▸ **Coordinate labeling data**
# # #

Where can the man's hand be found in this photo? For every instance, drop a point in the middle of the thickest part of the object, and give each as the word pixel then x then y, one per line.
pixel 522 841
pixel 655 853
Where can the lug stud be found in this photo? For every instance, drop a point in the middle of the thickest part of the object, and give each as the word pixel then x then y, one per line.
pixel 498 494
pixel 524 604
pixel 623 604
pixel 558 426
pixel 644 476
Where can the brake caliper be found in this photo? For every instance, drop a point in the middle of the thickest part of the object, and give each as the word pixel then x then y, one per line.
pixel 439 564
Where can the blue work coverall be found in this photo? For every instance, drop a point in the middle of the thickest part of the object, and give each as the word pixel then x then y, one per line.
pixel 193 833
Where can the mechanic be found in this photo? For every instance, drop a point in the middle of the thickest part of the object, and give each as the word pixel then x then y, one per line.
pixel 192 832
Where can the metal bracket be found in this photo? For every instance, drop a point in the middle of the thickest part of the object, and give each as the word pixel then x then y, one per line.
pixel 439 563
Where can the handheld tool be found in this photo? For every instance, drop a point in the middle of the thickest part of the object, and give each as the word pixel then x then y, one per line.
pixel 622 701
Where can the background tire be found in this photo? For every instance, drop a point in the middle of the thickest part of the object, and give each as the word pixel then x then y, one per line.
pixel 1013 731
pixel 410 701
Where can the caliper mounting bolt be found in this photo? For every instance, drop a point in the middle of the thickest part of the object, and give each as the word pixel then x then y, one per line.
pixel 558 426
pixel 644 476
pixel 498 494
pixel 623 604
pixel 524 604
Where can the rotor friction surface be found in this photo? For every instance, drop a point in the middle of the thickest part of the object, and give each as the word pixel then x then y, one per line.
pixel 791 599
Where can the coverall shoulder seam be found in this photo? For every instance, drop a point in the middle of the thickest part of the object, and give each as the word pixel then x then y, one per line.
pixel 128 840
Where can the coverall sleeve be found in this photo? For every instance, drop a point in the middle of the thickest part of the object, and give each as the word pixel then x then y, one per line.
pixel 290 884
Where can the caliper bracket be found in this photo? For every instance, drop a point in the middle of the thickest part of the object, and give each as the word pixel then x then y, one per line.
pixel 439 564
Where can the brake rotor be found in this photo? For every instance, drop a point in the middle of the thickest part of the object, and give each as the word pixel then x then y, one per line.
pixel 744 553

# # #

▸ **What is being asked**
Rewrite the material from its start through the line containing "pixel 410 701", inclusive, with "handheld tool" changed to "hand tool" and everything else unchanged.

▸ **Full output**
Where can the man's hand be found in this photo? For every instance, drop a point in the middle of the thickest part of the object, and give each as the word pixel then x then y, one per line.
pixel 522 841
pixel 655 853
Where can the lug stud be found in this photo? For every instance, drop a point in the middle of the thickest part of the object, and give each as the word pixel then x then y, one per line.
pixel 498 494
pixel 524 604
pixel 623 604
pixel 558 426
pixel 644 476
Where can the brake caliper be found in this photo? For every instance, drop a point in the middle of the thickest part of the object, and give each as the word pixel then x then y, one per line.
pixel 439 564
Where can the blue work coverall be found in this photo? For every instance, drop a point in the middle of the thickest part of the object, and give each as the word pixel then x then y, one per line.
pixel 193 833
Where can the mechanic be found in this photo? For every instance, drop a point in the middle of the thickest part of the object, and give each as the word pixel then x then y, one per line.
pixel 192 832
Where can the metal bracket be found in this photo? For every instance, drop a point in the middle of the thickest part of the object, and give each as the word pixel then x then y, one per line.
pixel 439 563
Where can the hand tool be found in this photo? For every instance, drop a point in the middle of the thickest part of the object, and give each as the word pixel then x then y, one per line.
pixel 622 701
Where can the background tire be found in this photo? For every instance, drop a point in the middle of the thickest part of the object, and give each as the word pixel then x then y, one per line.
pixel 1013 731
pixel 410 701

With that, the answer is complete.